• YOUR OBJECTIVE: Give the data a second time, exactly and in full.

[Dataset entries]
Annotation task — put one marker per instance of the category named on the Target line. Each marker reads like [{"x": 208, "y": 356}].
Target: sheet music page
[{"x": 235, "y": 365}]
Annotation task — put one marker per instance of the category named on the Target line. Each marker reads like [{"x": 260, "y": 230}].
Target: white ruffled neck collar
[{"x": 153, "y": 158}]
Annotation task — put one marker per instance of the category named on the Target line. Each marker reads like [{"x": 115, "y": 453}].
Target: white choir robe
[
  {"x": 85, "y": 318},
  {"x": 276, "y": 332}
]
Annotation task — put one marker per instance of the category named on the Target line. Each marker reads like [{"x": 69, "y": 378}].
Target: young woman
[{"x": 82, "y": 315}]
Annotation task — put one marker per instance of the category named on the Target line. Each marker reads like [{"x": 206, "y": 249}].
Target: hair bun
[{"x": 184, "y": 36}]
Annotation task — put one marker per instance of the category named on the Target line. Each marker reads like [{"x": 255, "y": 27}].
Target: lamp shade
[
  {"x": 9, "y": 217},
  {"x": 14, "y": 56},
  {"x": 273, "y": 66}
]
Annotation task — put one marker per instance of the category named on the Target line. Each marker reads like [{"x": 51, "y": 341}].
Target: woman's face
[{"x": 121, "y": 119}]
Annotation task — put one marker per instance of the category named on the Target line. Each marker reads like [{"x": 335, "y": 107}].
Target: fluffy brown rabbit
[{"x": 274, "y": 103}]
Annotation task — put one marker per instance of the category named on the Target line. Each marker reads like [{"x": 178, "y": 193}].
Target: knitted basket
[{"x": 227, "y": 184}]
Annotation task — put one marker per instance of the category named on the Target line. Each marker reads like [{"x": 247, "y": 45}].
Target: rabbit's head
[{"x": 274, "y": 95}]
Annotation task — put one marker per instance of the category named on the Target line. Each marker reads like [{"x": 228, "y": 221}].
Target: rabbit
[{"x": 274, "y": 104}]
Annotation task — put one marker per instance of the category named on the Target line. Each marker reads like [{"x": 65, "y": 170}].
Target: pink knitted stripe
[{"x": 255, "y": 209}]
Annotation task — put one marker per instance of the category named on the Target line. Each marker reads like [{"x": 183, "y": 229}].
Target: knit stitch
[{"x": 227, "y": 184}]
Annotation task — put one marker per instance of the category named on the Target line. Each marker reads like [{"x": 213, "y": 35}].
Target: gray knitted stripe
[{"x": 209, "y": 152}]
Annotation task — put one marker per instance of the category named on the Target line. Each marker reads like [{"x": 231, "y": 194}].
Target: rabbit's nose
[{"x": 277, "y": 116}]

• SOLVED EXERCISE:
Annotation task — put one marker per instance of the category named on the Target line. Each marker reads like [{"x": 208, "y": 356}].
Target: sheet music page
[{"x": 235, "y": 365}]
Annotation task — put one marker per instance of the category named on the Target line. Each marker reads like [{"x": 260, "y": 230}].
Target: white ruffled neck collar
[{"x": 153, "y": 158}]
Annotation task — put one marker per instance of the category named on the Target line. Each marker reads like [{"x": 115, "y": 453}].
Target: white choir robe
[
  {"x": 85, "y": 318},
  {"x": 276, "y": 332}
]
Annotation task — put one marker per instance of the category named on the Target line. Each marker reads like [{"x": 69, "y": 378}].
Target: young woman
[{"x": 82, "y": 315}]
Annotation task — put one marker per instance of the category named on the Target line. Each marker reads like [{"x": 206, "y": 249}].
Target: hair bun
[{"x": 184, "y": 36}]
Annotation task — put one marker per instance of the category named on the Target line. Each marker reads like [{"x": 255, "y": 27}].
Target: lamp shade
[
  {"x": 9, "y": 217},
  {"x": 14, "y": 56},
  {"x": 273, "y": 66}
]
Annotation task — put one marker per instance of the category named on the Target line. Each marker reads like [{"x": 51, "y": 341}].
Target: woman's face
[{"x": 121, "y": 119}]
Annotation task — put one marker per instance of the category named on the Target line. Each marker reads like [{"x": 335, "y": 107}].
Target: fluffy brown rabbit
[{"x": 274, "y": 103}]
Annotation task — put one marker per instance of the category named on the Target line. Each marker reads like [{"x": 178, "y": 193}].
Target: knitted basket
[{"x": 227, "y": 184}]
Annotation task — put one marker per instance of the category named on the Target line. Each marker reads like [{"x": 247, "y": 45}].
Target: rabbit's head
[{"x": 274, "y": 95}]
Annotation task — put one marker per instance of the category named on the Target line. Each marker reads like [{"x": 228, "y": 221}].
Target: rabbit
[{"x": 274, "y": 104}]
Annotation task — put one marker per instance of the category named on the Target line. Each marker reads like [{"x": 65, "y": 170}].
Target: pink knitted stripe
[{"x": 255, "y": 209}]
Annotation task — put one marker per instance of the category named on the Target line. Each marker reads like [{"x": 183, "y": 229}].
Target: knit stitch
[{"x": 227, "y": 184}]
Annotation task — put one marker per instance of the category named on the Target line. Each marker reads like [{"x": 213, "y": 35}].
Target: gray knitted stripe
[{"x": 209, "y": 152}]
Annotation task — put one marker per instance of the category named on the Target line. Each marker reads like [{"x": 231, "y": 194}].
Target: rabbit's nose
[{"x": 277, "y": 116}]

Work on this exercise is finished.